▶ **Written instruction 1**:
Copy out exactly the part of the Barcelona guide starting with "- Fancy a city" and going on through "you’ll be nearby.".

▶ **Document**:
┌──
Where to Stay in Barcelona
- First time in Barcelona? We recommend you stay in the Old City.
- Want to stay amongst Barcelona’s famous architecture? Stay in the Gothic Quarter or Eixample.
- Fancy a city beach break? You might want to look for hotels in or La Rambla, Barceloneta, or in Barcelona's Port.
- Keen to visit Barcelona’s best restaurants? If you stay in La Ribera, Eixample or Barceloneta you’ll be nearby.
- Planning a romantic trip to Barcelona? Look for hotels in the Gothic Quarter or Eixample.
- Visiting Barcelona for the art? We recommend Montjuic, or El Raval.
- Visiting Barcelona for the nightlife? Try staying in El Born, El Raval, or near La Rambla.
- Bringing your family to Barcelona? You might enjoy staying in Eixample, Montjuic, or Barceloneta
Barcelona is a sultry beauty like no other, thanks to her lovers, a collection of famed artists, architects and chefs, but her many neighbourhoods are varied, so she poses a challenge: where to stay in Barcelona? Our detailed guide to Barcelona’s neighbourhoods is designed to help you answer that question, allowing you to pick out the area that’s the best match to your plans for visiting the city. Whether you’ve planned a tour of the highlights, you’re intending to eat your way across the city, or just meander around and see what you uncover.
Neighbourhood Guide to Barcelona
Sunny, Mediterranean-side Barcelona has a lot to recommend it. We mentioned the art, food and architecture, but as well as the incredible buildings, art galleries and restaurants, Barcelona’s fascinating history is here to be uncovered, with the relics of ancient Rome, and the Middle Ages, forming a backbone to different parts of contemporary Barcelona. The beaches, and beach views create a relaxed backdrop, but the central parts of town are always bustling with activity. And come the evenings, the city is alive with music, and people having a good time until whatever hour you can manage!
Barcelona is the kind of city that will always hold surprises, there’s so much colour and detail to these Catalan streets that you’ll miss great treasures if you zip from one place to the next. And luckily it is the perfect size to explore on foot. If you need to get around quickly Barcelona’s public transport system consists of the metro, buses, trams and two different kinds of suburban trains. And taxis. There are several ticket options, but the multi-use ones are definitely recommended.
└──
▶ **Data in this exercise**:
┌──
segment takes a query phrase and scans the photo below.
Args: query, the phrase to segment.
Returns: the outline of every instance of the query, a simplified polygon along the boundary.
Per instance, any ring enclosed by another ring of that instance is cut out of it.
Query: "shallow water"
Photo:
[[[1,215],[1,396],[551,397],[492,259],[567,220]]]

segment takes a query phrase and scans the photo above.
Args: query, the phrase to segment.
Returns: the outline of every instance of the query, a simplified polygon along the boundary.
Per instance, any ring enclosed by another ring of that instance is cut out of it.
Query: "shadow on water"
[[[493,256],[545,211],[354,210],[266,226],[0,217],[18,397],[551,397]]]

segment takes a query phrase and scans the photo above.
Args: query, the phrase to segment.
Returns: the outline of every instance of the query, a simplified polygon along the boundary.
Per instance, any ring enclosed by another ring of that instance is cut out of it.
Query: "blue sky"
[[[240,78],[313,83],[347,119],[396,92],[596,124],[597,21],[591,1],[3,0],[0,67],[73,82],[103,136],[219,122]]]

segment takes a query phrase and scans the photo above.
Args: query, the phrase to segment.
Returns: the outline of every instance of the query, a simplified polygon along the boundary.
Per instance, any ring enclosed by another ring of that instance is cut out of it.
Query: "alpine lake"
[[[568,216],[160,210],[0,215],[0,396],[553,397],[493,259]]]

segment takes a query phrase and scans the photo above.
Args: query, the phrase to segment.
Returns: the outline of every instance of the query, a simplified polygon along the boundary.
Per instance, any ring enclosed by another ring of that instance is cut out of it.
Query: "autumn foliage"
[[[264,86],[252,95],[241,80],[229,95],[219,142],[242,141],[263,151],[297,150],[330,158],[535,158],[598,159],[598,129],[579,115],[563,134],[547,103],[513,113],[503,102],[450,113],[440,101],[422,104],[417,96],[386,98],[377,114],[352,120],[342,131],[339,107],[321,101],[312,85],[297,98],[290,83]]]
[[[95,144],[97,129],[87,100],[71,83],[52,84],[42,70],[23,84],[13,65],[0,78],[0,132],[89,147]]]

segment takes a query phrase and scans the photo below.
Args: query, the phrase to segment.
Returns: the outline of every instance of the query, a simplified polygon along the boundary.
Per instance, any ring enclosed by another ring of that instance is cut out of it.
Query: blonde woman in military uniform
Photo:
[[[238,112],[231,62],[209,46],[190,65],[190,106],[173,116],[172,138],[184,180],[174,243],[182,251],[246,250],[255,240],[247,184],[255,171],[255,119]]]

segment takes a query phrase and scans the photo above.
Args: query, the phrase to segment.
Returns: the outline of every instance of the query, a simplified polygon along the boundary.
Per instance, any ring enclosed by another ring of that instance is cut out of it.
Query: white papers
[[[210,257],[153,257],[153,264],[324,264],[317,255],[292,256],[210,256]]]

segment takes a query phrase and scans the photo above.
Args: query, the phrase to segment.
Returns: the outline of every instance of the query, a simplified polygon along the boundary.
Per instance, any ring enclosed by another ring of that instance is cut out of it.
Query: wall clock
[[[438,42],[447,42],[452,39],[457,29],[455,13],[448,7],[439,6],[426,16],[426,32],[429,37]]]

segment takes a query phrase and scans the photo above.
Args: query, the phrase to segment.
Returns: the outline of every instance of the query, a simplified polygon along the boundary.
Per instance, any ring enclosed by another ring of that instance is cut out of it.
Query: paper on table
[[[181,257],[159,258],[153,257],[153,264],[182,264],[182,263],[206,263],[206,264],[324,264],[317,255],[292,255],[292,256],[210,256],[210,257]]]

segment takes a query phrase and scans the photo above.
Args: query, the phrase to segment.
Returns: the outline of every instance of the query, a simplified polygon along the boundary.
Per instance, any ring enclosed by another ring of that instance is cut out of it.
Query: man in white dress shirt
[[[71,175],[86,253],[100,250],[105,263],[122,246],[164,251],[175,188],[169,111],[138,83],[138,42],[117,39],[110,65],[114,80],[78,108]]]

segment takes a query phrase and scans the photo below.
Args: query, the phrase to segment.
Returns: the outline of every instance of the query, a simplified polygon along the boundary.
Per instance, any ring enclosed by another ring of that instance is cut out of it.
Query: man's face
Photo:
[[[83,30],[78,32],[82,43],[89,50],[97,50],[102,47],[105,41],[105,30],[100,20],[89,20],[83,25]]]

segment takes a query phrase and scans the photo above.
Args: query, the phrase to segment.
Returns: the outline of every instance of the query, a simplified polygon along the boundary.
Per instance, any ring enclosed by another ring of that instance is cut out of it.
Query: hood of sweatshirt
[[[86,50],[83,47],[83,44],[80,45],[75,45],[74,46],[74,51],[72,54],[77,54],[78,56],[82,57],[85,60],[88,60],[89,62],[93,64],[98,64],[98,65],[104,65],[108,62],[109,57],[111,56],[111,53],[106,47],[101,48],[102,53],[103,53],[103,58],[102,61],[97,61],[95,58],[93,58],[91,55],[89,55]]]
└──
▶ **Written instruction 2**:
Update the rows starting with the first one and going on through the line with "[[[568,216],[160,210],[0,215],[0,396],[553,397],[493,259]]]": change every "outline" to "contour" and leave everything else as it is. Return only those lines.

▶ **Full solution 1**:
- Fancy a city beach break? You might want to look for hotels in or La Rambla, Barceloneta, or in Barcelona's Port.
- Keen to visit Barcelona’s best restaurants? If you stay in La Ribera, Eixample or Barceloneta you’ll be nearby.

▶ **Full solution 2**:
segment takes a query phrase and scans the photo below.
Args: query, the phrase to segment.
Returns: the contour of every instance of the query, a simplified polygon along the boundary.
Per instance, any ring enclosed by another ring of that instance is cut out of it.
Query: "shallow water"
Photo:
[[[1,215],[1,396],[551,397],[492,259],[567,220]]]

segment takes a query phrase and scans the photo above.
Args: query, the phrase to segment.
Returns: the contour of every instance of the query, a simplified polygon along the boundary.
Per instance, any ring enclosed by another ring of that instance is cut out of it.
Query: "shadow on water"
[[[493,256],[545,211],[354,210],[266,226],[0,217],[18,397],[551,397]]]

segment takes a query phrase and scans the photo above.
Args: query, the phrase to segment.
Returns: the contour of every instance of the query, a simplified polygon along the boundary.
Per instance, any ring enclosed by another ring of that instance is cut out of it.
Query: "blue sky"
[[[240,78],[313,83],[347,119],[396,92],[596,124],[597,21],[591,1],[3,0],[0,67],[73,82],[103,136],[219,122]]]

segment takes a query phrase and scans the photo above.
Args: query, the phrase to segment.
Returns: the contour of every instance of the query, a simplified polygon along the boundary.
Per instance, any ring enclosed by another ring of that instance is cut out of it.
Query: "alpine lake"
[[[568,216],[160,210],[0,215],[0,396],[553,397],[493,259]]]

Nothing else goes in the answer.